• **Task details**:
Copy each of the records below word for word, changing nothing in any line.

• **The records**:
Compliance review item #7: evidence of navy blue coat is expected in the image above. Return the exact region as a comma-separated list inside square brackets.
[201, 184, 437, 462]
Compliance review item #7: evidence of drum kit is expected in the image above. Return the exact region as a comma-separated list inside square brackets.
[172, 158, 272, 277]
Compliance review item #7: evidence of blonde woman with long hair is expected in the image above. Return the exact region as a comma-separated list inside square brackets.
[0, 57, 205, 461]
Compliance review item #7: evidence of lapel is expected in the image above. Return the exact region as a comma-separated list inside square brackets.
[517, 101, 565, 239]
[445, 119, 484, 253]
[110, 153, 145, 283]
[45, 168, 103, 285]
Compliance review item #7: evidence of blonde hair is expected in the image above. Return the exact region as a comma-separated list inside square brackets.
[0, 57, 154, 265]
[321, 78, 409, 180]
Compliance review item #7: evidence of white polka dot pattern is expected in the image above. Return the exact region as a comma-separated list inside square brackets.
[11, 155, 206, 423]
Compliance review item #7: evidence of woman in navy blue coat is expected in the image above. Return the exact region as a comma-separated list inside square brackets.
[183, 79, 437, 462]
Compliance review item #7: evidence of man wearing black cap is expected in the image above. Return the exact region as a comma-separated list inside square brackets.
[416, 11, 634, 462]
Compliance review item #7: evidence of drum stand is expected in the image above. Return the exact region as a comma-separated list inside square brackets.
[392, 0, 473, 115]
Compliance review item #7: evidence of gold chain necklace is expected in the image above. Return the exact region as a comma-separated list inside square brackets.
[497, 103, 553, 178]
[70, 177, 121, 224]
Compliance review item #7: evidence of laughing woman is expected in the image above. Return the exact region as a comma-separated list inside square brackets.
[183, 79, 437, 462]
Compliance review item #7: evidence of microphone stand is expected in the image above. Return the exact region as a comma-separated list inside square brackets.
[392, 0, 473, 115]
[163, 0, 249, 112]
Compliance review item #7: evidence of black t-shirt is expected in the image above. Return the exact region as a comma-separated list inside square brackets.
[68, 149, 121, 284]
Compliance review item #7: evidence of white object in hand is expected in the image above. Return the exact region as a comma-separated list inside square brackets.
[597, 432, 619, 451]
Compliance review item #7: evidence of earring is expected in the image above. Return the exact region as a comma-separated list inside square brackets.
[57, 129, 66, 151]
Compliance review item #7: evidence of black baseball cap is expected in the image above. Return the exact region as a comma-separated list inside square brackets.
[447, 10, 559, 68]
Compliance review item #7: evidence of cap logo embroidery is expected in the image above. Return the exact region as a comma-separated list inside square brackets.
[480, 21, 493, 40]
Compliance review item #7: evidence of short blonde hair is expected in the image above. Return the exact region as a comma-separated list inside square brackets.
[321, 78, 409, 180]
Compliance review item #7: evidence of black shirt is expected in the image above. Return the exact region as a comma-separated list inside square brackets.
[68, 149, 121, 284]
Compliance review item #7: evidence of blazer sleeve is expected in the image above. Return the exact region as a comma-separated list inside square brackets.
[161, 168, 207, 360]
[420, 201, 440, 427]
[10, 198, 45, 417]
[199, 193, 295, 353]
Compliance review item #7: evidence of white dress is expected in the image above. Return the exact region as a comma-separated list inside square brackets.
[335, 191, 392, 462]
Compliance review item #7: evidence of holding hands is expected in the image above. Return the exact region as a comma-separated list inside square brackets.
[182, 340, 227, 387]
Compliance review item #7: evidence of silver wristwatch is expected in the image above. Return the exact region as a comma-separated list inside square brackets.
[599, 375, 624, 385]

• **Result of this exercise**:
Compliance review item #7: evidence of navy blue coat is expected in the image above. Return the exact region as a comma-separated list inside square brackets.
[201, 184, 437, 462]
Compliance review item #7: evidence of drum kit is expected in the image above. Return the exact region as a comma-separated list inside square brackets.
[172, 158, 272, 277]
Compliance review item #7: evidence of blonde woman with long hair is expected in the image above. Return the exact region as a comma-separated list inside square brackets.
[0, 57, 205, 461]
Compliance review item #7: evidence of lapel is expected in the image above. Return the exact region as a comma-separated list inside square brackets.
[517, 101, 565, 239]
[445, 119, 484, 253]
[110, 153, 145, 283]
[45, 168, 103, 285]
Compliance review item #7: evidence of blonde hair is expected in the image above. Return the exact region as a comma-separated list inside square brackets.
[0, 57, 154, 265]
[321, 78, 409, 180]
Compliance review item #7: evidence of white polka dot pattern is expected in the image above. Return the exact region as a comma-separated list inside square brackets.
[11, 155, 206, 423]
Compliance review item #7: evidence of woman in navy blue coat is expected in the image above. Return the exact region as a comma-separated list inside square brackets.
[183, 79, 437, 462]
Compliance review item #7: evidence of man wearing black cap is expected in the image above. Return the exact region as a comma-separated list inside square brackets.
[416, 11, 634, 462]
Compliance review item #7: evidence of drum stand is expected in the image above. Return the exact region as a comma-separated list inside square brackets.
[392, 0, 473, 115]
Compliance review item #7: evidence of gold chain necklace is expected in the image above. Return the exact region as a comma-separated list inside square brackets.
[497, 103, 553, 178]
[70, 177, 121, 224]
Compliance review item #7: evidence of laughing woman is expected in the image above. Return the exact region as a comma-separated list inside square brackets.
[183, 79, 437, 462]
Compliance review item #7: evidence of microphone stand is expected in the image above. Return the exact region as a comma-separated list inside square brackets.
[392, 0, 473, 115]
[163, 0, 249, 112]
Compliance review item #7: evidence of black t-shirt is expected in the image above. Return the exact region as a comma-separated list inside square brackets.
[68, 149, 121, 284]
Compliance review item #7: evidence of white object in hand is expected in the image above. Return the exact region as a comma-separated list inside square brackets.
[597, 432, 619, 451]
Compliance review item #7: evidence of earring is expected in the image above. Return the exact region as a comma-separated list inside square brackets.
[57, 129, 66, 151]
Compliance review item #7: evidence of black baseball cap is expected in the image above. Return the exact region as a comma-separated list inside square brackets.
[447, 10, 559, 68]
Compliance review item #7: evidence of cap logo embroidery is expected in the image above. Return the exact region as a comma-separated list inside square brackets.
[480, 21, 493, 40]
Compliance review item #7: evidence of short blonde hair is expected in the image above. Return the exact region as a comma-separated list inside square brackets.
[321, 78, 409, 180]
Compliance review item #7: evidence of black shirt is expected in the image above. Return the exact region as a comma-separated list inside square brackets.
[68, 149, 121, 284]
Compliance review item #7: evidence of blazer sleeve is expected in the image above. Return the exact region as a comma-separated list inside square brackets.
[161, 168, 207, 360]
[420, 201, 440, 427]
[10, 198, 45, 417]
[199, 193, 295, 353]
Compliance review item #7: evidence of white dress is expected in the image above. Return the exact region as a comma-separated list inside square brackets.
[335, 191, 392, 462]
Compliance review item #7: evidence of holding hands is expected in the image above. Return the exact region as a comma-separated list inside square brackets.
[182, 340, 227, 387]
Compliance review item #7: evidence of silver wristwatch is expected in the image above. Return the exact region as a comma-separated list inside square brackets.
[599, 375, 624, 385]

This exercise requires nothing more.